== Exercise details ==
Locate "Place a point on each instance of the lens" in the listing below, then output the line holding it and every line after it, exactly and with nothing else.

== Input for this task ==
==========

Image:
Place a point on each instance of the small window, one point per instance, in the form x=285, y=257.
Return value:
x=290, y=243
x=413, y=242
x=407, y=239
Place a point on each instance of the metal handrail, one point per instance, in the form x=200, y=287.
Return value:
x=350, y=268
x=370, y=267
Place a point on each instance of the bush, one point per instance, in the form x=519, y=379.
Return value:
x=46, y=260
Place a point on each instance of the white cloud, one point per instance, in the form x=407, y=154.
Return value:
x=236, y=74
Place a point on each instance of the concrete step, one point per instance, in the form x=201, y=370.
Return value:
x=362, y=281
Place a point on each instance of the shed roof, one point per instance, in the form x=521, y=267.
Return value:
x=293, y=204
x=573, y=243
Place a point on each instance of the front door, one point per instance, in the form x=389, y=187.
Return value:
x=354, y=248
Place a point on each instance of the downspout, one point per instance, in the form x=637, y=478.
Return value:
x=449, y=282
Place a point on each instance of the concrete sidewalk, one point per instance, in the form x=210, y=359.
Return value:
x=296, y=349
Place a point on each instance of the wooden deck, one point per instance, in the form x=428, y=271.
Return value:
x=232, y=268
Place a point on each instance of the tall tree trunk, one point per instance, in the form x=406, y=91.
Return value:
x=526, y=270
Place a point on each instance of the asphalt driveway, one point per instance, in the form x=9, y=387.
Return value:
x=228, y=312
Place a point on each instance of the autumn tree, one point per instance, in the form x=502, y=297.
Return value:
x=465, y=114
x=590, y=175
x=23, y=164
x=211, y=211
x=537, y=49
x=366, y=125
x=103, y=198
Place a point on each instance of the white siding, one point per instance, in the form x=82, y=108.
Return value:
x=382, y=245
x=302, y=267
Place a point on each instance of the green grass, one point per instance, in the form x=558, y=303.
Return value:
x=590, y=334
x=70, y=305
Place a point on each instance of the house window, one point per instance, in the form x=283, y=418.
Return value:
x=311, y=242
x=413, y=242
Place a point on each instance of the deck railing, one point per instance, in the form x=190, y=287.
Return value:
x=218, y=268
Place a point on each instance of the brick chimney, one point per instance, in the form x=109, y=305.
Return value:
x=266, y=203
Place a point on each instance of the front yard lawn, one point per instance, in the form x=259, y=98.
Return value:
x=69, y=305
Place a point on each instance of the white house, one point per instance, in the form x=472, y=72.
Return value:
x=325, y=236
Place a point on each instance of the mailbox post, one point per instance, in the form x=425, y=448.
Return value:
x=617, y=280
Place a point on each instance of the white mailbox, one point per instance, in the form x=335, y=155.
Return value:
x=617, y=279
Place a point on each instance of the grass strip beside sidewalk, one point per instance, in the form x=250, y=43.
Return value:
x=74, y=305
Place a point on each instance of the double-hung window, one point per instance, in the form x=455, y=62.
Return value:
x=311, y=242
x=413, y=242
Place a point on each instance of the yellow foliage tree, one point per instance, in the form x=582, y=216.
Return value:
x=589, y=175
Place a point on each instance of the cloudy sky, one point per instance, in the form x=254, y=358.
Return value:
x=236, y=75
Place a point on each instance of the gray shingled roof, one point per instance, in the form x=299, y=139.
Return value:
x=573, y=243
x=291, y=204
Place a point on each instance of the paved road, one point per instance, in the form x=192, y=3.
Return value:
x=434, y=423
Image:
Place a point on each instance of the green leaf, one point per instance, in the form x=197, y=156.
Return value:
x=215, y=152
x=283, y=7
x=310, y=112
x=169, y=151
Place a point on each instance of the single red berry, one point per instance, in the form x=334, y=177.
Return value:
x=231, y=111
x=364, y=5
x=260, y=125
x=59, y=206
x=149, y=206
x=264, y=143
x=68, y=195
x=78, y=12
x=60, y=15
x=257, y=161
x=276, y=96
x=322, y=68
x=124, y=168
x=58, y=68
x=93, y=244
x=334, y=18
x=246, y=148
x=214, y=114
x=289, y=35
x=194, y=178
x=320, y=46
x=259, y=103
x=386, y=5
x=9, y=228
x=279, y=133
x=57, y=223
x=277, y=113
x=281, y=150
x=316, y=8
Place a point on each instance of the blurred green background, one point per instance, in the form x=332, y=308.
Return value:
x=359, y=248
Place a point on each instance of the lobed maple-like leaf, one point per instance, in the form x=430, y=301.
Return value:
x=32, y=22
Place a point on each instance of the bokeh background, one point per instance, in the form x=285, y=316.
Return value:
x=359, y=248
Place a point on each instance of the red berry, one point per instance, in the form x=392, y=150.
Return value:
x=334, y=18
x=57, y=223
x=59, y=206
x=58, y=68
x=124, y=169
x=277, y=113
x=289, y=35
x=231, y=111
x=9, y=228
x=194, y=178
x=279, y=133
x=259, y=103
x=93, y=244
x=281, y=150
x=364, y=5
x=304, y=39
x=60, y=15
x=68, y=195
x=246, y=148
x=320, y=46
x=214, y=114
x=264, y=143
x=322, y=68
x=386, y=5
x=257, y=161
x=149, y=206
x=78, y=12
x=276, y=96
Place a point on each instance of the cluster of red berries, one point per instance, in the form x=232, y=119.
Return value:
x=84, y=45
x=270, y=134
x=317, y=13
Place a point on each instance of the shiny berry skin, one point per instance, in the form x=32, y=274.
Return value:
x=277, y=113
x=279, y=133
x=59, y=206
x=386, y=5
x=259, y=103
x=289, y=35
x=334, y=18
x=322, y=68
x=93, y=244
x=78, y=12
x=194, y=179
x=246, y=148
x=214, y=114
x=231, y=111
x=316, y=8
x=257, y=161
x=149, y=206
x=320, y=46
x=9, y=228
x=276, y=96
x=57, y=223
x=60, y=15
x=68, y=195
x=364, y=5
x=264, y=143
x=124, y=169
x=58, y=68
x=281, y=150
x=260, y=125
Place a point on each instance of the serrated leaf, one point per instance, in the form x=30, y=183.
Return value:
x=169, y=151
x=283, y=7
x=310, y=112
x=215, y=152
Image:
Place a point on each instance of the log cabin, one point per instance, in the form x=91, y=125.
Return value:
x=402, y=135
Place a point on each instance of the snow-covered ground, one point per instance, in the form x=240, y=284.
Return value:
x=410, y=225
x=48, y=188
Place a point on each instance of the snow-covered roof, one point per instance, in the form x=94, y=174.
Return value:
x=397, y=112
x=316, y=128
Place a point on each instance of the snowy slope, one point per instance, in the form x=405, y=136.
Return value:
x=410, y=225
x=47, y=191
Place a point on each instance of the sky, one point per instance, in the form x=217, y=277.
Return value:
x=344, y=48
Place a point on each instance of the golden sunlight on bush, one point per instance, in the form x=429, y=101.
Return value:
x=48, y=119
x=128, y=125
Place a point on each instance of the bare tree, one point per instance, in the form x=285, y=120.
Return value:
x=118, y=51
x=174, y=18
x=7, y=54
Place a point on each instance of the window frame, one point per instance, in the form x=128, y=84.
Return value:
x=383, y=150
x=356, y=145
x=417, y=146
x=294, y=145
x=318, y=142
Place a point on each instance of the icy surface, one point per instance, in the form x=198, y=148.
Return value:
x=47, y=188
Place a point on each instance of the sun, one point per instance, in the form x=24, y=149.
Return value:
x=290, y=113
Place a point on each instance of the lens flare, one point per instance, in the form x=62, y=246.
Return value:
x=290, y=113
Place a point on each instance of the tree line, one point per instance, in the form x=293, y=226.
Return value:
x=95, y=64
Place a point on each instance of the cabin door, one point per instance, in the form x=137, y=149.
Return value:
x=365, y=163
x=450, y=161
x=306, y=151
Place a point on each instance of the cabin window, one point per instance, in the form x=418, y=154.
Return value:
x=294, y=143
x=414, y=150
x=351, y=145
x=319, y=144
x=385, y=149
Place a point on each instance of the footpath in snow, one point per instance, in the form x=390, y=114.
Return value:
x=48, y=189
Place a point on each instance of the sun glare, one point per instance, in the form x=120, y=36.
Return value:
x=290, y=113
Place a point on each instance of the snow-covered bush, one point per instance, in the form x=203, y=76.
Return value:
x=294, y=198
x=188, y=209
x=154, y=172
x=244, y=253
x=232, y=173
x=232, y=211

==========

== Response to the task ==
Place a point on each instance of the lens flare, one point per instance, in the form x=62, y=246.
Return value:
x=290, y=113
Place a point on each instance of the tree line, one point per instance, in the form x=293, y=226.
Return value:
x=95, y=64
Place a point on each instance of the cabin door, one point per instance, in the form x=137, y=149.
Return value:
x=365, y=163
x=450, y=161
x=306, y=151
Place a point on each instance of the cabin window, one point per instance, in the form x=418, y=154.
Return value:
x=294, y=143
x=414, y=150
x=351, y=145
x=319, y=144
x=385, y=149
Place a point on each instance of the footpath in snow, one point per instance, in the form x=390, y=114.
Return value:
x=48, y=189
Place a point on each instance of the sun glare, one point per instance, in the form x=120, y=36.
Return value:
x=290, y=113
Place a point on each instance of the snow-covered bush, one point per instance, in the form x=203, y=76.
Return value:
x=294, y=198
x=188, y=209
x=154, y=172
x=244, y=253
x=232, y=173
x=232, y=211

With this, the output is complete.